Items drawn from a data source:
--- Begin ---
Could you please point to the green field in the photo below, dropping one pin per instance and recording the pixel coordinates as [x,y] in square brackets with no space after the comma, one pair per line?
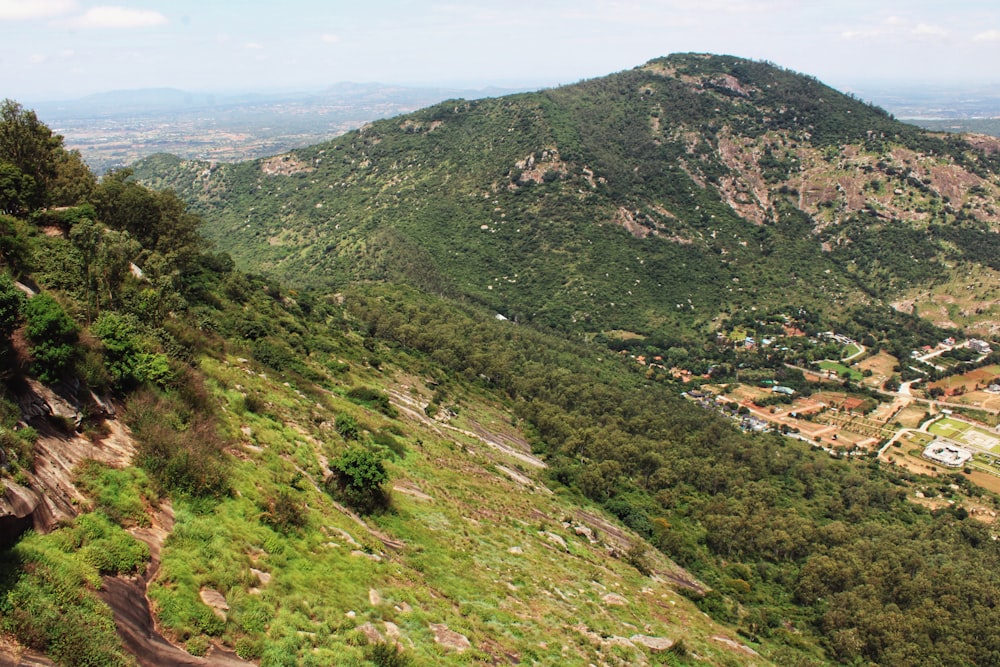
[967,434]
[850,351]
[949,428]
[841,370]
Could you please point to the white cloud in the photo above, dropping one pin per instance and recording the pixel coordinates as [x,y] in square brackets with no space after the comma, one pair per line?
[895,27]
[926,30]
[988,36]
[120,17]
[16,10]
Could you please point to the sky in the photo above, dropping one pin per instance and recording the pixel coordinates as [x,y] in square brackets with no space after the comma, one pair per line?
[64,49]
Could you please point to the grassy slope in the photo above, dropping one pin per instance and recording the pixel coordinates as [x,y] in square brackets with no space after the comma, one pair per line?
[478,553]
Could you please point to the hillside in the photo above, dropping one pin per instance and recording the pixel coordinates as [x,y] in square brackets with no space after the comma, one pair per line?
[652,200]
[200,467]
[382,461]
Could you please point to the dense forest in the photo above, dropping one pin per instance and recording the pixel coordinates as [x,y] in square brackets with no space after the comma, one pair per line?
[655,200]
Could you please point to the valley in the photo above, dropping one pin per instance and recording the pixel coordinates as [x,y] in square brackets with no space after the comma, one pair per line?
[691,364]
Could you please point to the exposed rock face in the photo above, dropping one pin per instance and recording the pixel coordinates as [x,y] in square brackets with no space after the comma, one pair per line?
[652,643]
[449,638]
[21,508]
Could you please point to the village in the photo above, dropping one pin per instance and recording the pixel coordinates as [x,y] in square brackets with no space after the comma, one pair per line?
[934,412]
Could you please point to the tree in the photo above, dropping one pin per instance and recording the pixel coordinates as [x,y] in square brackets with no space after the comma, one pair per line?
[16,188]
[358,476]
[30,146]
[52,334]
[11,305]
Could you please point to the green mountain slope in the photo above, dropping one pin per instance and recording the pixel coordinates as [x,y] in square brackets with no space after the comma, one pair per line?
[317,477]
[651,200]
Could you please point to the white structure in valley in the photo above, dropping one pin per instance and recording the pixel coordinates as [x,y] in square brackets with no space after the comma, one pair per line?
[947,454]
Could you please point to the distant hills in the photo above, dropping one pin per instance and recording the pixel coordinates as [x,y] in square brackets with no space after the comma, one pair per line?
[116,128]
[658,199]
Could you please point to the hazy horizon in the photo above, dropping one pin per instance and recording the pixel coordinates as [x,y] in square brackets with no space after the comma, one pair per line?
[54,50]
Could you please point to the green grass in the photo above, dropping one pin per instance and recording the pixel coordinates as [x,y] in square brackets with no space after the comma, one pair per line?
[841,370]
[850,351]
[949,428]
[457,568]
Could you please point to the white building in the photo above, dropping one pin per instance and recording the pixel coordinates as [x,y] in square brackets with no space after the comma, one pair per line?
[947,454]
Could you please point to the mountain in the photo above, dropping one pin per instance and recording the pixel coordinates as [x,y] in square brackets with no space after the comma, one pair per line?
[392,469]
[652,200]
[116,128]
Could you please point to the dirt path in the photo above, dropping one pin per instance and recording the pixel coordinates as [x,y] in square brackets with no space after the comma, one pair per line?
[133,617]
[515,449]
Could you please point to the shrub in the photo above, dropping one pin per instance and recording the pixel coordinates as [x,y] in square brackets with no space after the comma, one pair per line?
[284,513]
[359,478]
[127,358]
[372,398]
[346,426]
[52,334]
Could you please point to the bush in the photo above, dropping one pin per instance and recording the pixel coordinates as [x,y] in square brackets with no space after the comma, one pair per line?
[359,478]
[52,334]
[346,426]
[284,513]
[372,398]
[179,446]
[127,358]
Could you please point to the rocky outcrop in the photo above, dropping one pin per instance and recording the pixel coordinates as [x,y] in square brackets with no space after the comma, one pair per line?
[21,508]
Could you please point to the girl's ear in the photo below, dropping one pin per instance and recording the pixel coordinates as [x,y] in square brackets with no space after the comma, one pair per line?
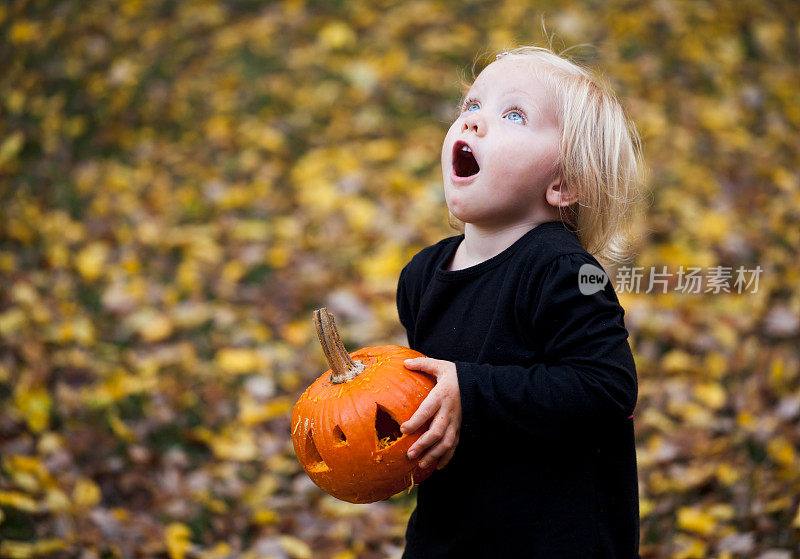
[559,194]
--- End ---
Requirement: Copy out all of the entries above word for word, but leave the pictures out.

Answer to the exercise:
Could you please point to the green field in the photo below, dropping one pin per instance and recording the pixel coordinates as [x,y] in square brackets with no space after the comma, one pair per line?
[967,434]
[850,351]
[949,428]
[841,370]
Could you please point to the white cloud in the photo above, dropping one pin per instance and recording the pixel coordinates as [x,y] in square brackets with no space after the comma, one pair per line?
[895,27]
[926,30]
[988,36]
[120,17]
[16,10]
Could you please point to the sky in the photo above, dropping one pin per instance and recording the pixel coordinates as [x,y] in square brackets with no space after the comma, one pair per line?
[64,49]
Could you please point to the grassy slope in the photo above, dropping one pin per instance and recording the pixel coordinates as [x,y] in square brackets with no space after the comma, one pair per line?
[478,553]
Could you please point to the hillside in the photo above, dropping one pin per instance and recording the pixel coordinates as [x,y] in square brackets with no space after the comma, one pair per line?
[652,200]
[200,467]
[382,461]
Could you please point to the dense forest in the photo above, dropping one pin per instance and recording the pixel coordinates as [x,y] in square brackets with no space after the comma, one pair per line?
[655,200]
Could you please point to the valley in the photo above, dropping one pin per instance and recording the pixel coordinates as [x,y] in square brackets with no space after the comma, one pair per line?
[691,364]
Could you please point to the exposed rock face in the photo above, dropping one pin per instance and recording the pixel coordinates as [x,y] in square brackets with no space after the comma, one pair per line?
[652,643]
[449,638]
[21,508]
Could you please point to the village in the photo above, dropping one pin per instance and recording the pixel coordinates as [x,y] in square brackets with no space after the comma, one pair per line?
[934,412]
Could you please point to the tree in the photo above, dropping one pin per instance and recording the pixel coordinates as [x,y] in square brackets with no space after the comma, one pair per line?
[16,188]
[358,476]
[30,146]
[52,334]
[11,305]
Could you please point to the green mountain slope in the photo above, dropping one pin per instance and recording the pixel coordinates as [x,y] in square brackets with no space after the comma, one pair per line?
[317,477]
[651,200]
Could you please point to the white structure in valley in the photo above, dropping one pin per instance and recording the pixel coordinates as [x,y] in square brackets with no space after the comma, one pair per line?
[947,454]
Could you please point to the distant hills in the photo above, dropping one pin per instance and recording the pixel coordinates as [x,y] in square brackets with no space after the comma, one pair per line?
[116,128]
[658,199]
Could you please point to the hazy horizon in the photo above, dropping one pin per instance and recording the pixel coordinates as [x,y] in square brackets with no space after the comma, one pair per line?
[54,50]
Could you please point to the green grass in the photo above, dropping one pin per instance and recording the pixel coordinates as [x,y] in square brackets with no space after the comma, one pair per line?
[841,370]
[850,351]
[949,428]
[457,568]
Could you please point to the white building in the photo above, dropping one pin per instance and recording the pixel coordinates as [x,y] in square brackets with no space after the comma, one pair per line?
[947,454]
Could you please point to the mountain in the photo above, dropping one pin per instance and recording the pixel coordinates as [x,y] in square brackets with no space after the comma, one pair per line?
[392,469]
[652,200]
[116,128]
Could you please point to the dirt path in the photo above, dropping one pin per instance and recording the pixel coordinates as [x,y] in square brackets with no space after the comma, one pair per line?
[133,617]
[515,449]
Could you please point to the shrub in the photo above, dropping one pin per instance and recording the pixel coordinates as [x,y] in square brackets with no space after the comma, one pair per line?
[284,513]
[359,478]
[127,358]
[372,398]
[346,426]
[52,334]
Could you please point to the bush in the photo above, dropping one pin per instance and recording the pixel coordinates as [x,y] in square brackets with no space after the comma, one pair per line?
[359,478]
[52,334]
[346,426]
[284,513]
[372,398]
[179,446]
[127,358]
Could you please point to the rocky outcrop in the photo above, dropping one pin per instance and recording the pixel coordinates as [x,y] in square brackets with no space after the comma, one pair per line?
[21,508]
Could you please point to the girl's ear in the photo below, dropping one pin per instance and recording the pixel coordinates as [x,y] in square brackets with no space after the comma, one pair per line?
[559,194]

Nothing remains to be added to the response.